THINGS TO DO ▸
A. Reproduce the stretch of the soundboard post from "To quickly recap: I" through "RH back down." word for word.
B. Carry on the post about the soundboard gauge test, picking up right after its final sentence.

DOCUMENT EXTRACT ▸

####

Soundboard Torture - and Failure!

Farrell mfarrel2@tampabay.rr.com
Wed, 9 Apr 2003 22:00:23 -0400


You hit the nail on the head Ron.

To quickly recap: I made a four-foot long by four-inch wide MC gauge with a 3/8" panel and two 3/8-inch tall by 3/4-inch wide ribs. I dried all down to 4 - 5% MC and glued it up flat. When equilibrated in my 45% RH shop, it had about two to three inches of crown to it. I put the gauge in my hot box with a bunch of fairly wet spruce (about 45% MC) and closed the box. RH in box rode steady at about 85% to 90% RH for several days and the ribbed panel developed about eight inches of crown. Then I dropped the RH back down. 

My gauge has been in the shop now for a week at 45% RH. It did not settle back at the two/three-inch crown position. It is nearly straight, with only about ONE INCH of crown. I thought that because the ribs are so thin it would bend quite a bit (which it did) at high humidity, but not crush the spruce panel. Apparently, the panel suffered quite a bit a damage (compression set I suppose) with just the one several day exposure to high humidity. Just imagine what that would do to a piano soundboard that has one-inch by one-inch ribs and all the strings only allowing it to expand a tiny bit. CRUSH, CRUSH, CRUSH!

####

INFORMATION GIVEN ▸

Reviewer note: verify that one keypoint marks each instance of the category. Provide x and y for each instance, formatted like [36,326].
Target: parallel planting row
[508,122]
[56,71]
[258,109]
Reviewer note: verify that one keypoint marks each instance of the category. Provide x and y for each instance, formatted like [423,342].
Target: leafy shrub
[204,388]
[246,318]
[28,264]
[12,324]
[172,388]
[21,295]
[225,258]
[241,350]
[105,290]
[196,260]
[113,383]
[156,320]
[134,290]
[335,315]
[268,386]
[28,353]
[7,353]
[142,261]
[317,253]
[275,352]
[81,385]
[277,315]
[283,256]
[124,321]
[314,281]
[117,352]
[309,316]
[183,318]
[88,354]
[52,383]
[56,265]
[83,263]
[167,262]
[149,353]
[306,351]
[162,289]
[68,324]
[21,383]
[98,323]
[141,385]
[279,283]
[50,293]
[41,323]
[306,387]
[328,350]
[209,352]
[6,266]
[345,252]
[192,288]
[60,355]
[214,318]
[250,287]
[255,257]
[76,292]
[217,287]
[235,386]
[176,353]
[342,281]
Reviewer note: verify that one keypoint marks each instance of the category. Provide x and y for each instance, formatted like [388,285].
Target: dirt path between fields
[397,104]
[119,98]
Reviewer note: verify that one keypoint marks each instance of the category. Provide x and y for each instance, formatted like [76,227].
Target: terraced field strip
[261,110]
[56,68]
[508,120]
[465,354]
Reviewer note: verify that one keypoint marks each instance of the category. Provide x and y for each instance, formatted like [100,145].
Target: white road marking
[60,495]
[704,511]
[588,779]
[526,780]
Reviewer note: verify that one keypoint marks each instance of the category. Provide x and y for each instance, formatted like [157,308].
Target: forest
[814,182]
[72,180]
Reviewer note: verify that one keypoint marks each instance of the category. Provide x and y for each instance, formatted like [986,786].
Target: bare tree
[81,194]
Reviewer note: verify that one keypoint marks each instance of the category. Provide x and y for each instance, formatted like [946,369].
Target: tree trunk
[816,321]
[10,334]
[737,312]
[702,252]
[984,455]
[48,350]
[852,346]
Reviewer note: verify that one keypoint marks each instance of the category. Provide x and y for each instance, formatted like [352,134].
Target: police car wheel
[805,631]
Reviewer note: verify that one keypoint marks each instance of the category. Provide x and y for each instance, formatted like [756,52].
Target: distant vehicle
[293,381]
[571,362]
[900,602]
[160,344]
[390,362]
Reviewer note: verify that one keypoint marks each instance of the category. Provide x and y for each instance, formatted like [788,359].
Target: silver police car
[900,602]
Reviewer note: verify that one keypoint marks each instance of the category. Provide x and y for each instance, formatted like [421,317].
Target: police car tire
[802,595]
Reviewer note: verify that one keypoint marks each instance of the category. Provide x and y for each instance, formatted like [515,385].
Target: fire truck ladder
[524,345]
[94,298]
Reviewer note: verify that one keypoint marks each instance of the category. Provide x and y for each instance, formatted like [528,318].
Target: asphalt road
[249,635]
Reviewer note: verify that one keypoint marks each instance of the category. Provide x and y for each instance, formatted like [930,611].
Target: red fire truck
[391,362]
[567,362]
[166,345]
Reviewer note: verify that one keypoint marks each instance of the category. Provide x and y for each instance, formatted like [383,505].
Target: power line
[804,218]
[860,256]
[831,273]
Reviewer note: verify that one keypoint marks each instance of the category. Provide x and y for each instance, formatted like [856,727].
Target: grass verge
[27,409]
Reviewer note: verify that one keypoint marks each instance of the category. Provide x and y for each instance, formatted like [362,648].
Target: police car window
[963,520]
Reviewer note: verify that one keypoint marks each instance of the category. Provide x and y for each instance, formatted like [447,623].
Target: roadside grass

####

THE RESPONSES ▸
A.
To quickly recap: I made a four-foot long by four-inch wide MC gauge with a 3/8" panel and two 3/8-inch tall by 3/4-inch wide ribs. I dried all down to 4 - 5% MC and glued it up flat. When equilibrated in my 45% RH shop, it had about two to three inches of crown to it. I put the gauge in my hot box with a bunch of fairly wet spruce (about 45% MC) and closed the box. RH in box rode steady at about 85% to 90% RH for several days and the ribbed panel developed about eight inches of crown. Then I dropped the RH back down.

B.
I'm getting the to the point where I think a good piano should spent its life with museum-like environmental control - nothing less will do.

Terry Farrell
  
----- Original Message ----- 
From: "Ron Nossaman" <RNossaman@cox.net>
To: "Pianotech" <pianotech@ptg.org>
Sent: Sunday, March 30, 2003 6:48 PM
Subject: Re: Soundboard Torture

> > > and the string downbearing pressure prevent it from expanding (of 
> course, it will expand a little bit, and that is why you might see a 
> several millimeter increase in crown - ! but not 8 inches).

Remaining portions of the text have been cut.